» **EXERCISE PROMPT**
Please copy exactly the lines that begin with the one containing "Where can the grass be" and end with the last line of the entries.

--------------------------------------------------

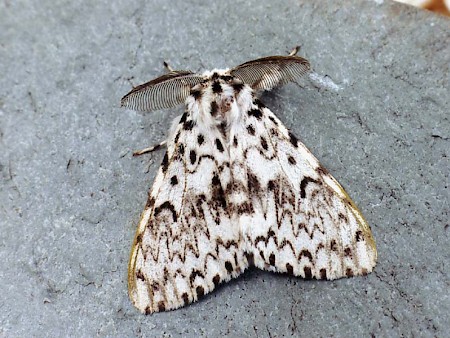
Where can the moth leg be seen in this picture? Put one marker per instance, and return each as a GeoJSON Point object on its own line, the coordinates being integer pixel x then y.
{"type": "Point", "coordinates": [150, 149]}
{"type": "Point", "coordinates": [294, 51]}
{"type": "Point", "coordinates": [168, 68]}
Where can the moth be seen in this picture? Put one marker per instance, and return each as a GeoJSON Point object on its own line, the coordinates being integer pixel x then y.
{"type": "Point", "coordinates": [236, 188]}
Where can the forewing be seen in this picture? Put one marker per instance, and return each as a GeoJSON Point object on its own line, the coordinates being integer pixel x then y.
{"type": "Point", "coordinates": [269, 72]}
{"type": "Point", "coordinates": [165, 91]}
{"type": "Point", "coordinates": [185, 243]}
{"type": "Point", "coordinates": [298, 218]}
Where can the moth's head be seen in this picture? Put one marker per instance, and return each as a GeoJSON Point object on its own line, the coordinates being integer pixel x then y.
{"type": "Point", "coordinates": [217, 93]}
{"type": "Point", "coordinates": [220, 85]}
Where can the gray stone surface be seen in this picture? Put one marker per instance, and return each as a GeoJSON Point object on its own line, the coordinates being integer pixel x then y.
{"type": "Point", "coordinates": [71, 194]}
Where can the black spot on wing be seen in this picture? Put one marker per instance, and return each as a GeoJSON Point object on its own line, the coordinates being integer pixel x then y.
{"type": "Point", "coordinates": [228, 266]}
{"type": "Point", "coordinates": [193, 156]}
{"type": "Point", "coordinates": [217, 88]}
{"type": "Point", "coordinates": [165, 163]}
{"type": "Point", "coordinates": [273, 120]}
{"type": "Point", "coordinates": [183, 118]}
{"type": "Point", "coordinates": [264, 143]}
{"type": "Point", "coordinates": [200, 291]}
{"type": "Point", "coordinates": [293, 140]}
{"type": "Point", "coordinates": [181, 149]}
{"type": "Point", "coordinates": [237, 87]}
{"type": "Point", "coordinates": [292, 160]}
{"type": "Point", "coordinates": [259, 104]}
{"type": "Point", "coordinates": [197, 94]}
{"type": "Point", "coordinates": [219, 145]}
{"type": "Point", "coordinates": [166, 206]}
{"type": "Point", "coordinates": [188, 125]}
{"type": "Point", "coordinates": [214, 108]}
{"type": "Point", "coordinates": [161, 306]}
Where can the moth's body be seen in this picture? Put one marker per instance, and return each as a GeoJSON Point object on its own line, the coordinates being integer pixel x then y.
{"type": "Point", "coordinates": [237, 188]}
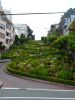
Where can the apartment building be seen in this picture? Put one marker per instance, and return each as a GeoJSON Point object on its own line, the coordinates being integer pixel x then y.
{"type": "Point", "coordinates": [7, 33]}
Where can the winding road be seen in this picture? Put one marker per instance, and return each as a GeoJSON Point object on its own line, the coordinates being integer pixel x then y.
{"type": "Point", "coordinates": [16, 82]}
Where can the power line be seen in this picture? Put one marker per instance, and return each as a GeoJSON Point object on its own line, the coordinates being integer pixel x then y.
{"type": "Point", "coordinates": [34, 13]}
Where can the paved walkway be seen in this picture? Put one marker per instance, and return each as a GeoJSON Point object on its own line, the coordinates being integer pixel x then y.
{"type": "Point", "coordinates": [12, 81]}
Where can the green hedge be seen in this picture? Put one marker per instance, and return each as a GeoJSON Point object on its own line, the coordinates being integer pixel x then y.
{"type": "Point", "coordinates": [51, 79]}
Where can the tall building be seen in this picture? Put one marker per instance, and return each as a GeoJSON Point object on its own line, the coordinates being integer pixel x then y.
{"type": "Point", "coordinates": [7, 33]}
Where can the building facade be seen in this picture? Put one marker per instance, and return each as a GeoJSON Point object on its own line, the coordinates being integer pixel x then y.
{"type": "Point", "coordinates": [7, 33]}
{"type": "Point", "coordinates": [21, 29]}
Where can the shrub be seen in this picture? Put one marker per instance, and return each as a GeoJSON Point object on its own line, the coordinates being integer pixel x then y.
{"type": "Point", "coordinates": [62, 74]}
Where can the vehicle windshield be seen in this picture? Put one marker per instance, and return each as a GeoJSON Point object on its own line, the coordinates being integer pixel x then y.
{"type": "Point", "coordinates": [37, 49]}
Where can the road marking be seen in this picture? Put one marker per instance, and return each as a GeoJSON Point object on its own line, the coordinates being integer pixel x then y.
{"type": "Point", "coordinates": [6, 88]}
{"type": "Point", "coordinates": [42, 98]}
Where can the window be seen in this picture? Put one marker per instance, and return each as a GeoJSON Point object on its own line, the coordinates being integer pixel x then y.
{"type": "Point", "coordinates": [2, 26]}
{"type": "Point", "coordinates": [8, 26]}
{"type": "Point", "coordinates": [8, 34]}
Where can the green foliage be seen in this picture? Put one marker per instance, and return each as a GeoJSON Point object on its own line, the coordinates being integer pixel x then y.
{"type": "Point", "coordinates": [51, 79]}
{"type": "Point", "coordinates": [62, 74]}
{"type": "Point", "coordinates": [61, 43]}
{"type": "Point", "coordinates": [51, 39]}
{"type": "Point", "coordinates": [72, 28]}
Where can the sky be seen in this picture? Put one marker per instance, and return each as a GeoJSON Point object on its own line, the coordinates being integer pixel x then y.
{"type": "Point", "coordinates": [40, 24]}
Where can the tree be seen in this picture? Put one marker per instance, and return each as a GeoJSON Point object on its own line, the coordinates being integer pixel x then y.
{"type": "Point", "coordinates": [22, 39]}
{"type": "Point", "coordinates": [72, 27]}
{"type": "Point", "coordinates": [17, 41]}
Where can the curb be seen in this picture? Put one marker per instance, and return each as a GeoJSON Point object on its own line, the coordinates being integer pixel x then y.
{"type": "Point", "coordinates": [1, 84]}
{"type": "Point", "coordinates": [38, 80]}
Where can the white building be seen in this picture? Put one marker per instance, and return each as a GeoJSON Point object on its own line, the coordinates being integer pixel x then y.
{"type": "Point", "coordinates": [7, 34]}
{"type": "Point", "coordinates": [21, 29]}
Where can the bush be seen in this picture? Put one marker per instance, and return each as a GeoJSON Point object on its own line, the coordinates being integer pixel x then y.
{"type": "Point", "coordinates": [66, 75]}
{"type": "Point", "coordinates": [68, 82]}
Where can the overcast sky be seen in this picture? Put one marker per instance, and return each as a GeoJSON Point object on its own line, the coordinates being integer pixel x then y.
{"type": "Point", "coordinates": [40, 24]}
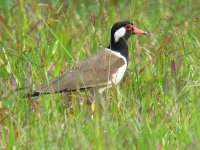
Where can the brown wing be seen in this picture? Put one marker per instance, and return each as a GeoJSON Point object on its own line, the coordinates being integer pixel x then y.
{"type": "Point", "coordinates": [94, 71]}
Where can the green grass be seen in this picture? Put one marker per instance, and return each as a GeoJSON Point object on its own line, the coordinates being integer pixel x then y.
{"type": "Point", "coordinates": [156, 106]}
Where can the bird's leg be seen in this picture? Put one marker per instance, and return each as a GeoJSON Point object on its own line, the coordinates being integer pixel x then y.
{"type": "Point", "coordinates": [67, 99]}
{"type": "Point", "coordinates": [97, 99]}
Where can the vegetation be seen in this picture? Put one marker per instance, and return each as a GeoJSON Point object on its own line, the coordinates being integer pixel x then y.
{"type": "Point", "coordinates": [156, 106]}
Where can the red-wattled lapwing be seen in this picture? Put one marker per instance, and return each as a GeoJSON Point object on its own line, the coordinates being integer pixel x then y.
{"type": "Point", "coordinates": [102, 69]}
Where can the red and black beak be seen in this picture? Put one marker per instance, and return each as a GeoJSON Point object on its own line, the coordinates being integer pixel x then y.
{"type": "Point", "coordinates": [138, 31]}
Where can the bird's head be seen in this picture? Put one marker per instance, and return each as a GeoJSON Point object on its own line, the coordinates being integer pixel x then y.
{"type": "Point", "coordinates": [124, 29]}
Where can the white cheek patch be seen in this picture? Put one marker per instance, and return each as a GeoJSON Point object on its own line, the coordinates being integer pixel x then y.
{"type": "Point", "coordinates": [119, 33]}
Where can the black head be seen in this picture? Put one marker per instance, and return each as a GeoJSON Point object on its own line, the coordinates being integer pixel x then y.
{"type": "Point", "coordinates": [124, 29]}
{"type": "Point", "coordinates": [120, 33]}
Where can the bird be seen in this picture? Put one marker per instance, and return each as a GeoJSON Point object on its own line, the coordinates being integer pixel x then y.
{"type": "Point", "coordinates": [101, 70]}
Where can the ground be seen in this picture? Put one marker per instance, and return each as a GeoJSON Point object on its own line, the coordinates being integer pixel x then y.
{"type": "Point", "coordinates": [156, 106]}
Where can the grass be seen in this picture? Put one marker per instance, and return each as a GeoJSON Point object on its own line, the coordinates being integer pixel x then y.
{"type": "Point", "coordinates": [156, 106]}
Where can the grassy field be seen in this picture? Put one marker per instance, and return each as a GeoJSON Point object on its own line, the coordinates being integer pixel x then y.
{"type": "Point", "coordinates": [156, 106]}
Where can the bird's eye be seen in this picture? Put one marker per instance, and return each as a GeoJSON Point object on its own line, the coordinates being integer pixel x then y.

--------------------------------------------------

» **RESULT OF THIS EXERCISE**
Where can the grass be seen in this picture? Put one marker per instance, and return each as a GeoJSON Point object on its own line, the coordinates being integer pixel x then y.
{"type": "Point", "coordinates": [156, 106]}
Where can the grassy field be seen in this picture? Put one marker per instance, and return each as a GeoJSON Point object on its own line, the coordinates being integer pixel x then y.
{"type": "Point", "coordinates": [156, 106]}
Where can the bird's eye be seen in this picture? Put one marker per instance, and return each as a GeoJSON Point object on its own line, the coordinates being integer pixel x then y.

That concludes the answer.